> [Dataset records]:
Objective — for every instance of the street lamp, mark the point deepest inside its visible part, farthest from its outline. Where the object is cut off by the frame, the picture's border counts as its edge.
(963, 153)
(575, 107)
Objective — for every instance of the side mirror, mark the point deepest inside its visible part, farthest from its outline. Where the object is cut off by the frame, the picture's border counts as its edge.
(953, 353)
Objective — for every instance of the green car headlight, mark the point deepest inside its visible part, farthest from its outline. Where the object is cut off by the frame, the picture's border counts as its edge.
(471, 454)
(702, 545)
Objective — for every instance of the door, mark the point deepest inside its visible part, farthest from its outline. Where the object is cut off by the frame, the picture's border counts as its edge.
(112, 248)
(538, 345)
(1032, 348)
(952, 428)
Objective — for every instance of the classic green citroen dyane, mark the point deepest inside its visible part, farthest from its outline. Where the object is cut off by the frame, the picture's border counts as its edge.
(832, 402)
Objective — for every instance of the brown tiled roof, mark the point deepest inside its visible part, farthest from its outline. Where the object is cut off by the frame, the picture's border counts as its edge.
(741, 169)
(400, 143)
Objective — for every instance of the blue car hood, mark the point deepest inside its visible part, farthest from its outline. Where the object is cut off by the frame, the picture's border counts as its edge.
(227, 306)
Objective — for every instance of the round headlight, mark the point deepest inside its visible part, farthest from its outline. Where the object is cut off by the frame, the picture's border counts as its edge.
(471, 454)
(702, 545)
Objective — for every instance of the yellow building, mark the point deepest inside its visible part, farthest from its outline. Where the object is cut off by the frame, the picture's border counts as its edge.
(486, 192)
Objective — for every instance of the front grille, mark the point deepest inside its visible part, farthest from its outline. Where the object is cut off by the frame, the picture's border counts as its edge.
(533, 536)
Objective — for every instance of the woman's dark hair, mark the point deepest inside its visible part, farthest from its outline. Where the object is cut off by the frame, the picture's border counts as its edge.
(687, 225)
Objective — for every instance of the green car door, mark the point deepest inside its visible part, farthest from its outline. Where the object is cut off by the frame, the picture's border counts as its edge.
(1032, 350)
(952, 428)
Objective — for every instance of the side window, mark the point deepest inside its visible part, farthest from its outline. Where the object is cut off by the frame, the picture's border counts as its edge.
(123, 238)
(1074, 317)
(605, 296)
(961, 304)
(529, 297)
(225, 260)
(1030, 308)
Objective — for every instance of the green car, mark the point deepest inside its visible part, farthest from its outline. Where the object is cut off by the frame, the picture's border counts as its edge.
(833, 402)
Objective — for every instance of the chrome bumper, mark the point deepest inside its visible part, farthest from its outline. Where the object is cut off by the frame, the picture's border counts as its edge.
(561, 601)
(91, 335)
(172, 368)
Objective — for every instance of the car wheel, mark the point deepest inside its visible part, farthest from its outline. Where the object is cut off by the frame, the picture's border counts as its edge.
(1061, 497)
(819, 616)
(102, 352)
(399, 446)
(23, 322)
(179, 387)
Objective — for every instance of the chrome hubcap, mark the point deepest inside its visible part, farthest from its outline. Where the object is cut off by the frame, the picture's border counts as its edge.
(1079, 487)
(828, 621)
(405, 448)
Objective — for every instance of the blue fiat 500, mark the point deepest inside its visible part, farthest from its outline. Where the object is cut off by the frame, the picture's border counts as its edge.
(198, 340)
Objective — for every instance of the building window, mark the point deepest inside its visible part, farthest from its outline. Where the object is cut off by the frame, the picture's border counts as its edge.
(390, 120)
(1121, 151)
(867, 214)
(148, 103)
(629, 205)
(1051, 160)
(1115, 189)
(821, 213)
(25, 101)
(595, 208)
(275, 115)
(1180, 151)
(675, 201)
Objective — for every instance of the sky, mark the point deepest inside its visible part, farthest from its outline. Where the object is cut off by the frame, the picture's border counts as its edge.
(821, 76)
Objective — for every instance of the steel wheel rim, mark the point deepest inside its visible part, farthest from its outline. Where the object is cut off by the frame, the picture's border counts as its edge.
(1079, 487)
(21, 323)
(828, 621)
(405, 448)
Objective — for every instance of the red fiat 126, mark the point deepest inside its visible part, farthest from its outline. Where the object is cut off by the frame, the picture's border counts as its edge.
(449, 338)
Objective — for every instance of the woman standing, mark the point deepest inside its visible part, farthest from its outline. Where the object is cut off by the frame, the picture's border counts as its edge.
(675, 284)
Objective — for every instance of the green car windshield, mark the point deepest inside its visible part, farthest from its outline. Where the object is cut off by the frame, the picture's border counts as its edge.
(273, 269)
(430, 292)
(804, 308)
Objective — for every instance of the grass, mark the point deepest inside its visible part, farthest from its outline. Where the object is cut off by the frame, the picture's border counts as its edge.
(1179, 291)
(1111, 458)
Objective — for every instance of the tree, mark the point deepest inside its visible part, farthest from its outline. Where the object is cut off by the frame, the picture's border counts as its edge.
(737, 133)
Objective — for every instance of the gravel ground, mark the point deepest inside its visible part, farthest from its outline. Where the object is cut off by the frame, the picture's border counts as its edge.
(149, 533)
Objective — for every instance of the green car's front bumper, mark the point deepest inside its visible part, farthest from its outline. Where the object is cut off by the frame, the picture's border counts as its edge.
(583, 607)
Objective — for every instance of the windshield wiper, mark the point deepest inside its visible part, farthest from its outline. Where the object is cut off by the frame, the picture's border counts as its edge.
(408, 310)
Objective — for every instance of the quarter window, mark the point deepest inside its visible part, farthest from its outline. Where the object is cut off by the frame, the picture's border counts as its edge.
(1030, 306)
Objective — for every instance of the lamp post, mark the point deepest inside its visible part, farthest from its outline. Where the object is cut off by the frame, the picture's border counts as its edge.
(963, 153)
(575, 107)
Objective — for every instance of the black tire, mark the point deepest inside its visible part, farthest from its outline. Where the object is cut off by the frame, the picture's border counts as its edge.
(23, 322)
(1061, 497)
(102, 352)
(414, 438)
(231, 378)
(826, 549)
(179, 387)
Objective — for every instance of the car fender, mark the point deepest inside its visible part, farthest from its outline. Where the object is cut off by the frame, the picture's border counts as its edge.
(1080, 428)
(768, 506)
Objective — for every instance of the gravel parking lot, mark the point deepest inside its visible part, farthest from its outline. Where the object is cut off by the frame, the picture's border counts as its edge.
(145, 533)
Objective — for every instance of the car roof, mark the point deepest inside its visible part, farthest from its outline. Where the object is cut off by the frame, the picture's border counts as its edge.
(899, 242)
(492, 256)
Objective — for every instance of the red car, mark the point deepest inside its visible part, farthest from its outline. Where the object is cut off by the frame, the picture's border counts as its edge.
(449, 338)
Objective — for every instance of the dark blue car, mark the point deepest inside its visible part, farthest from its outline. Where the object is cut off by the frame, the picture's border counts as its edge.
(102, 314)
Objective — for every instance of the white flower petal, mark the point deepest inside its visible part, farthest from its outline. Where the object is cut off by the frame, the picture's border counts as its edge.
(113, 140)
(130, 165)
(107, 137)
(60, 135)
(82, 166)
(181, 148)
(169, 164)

> [What you need to do]:
Update the material from the line containing "Objective — for every instance of the grass, mark" through the line containing "(1111, 458)", both included, so that "grass" becomes "lawn". Return only those lines, with nothing else changed.

> [The response]:
Objective — for every instance of the lawn, mark the point deepest inside its visible part, farthest from its outline. Where the object is cut off by the frame, the picture's border counts as its edge.
(1179, 291)
(1111, 458)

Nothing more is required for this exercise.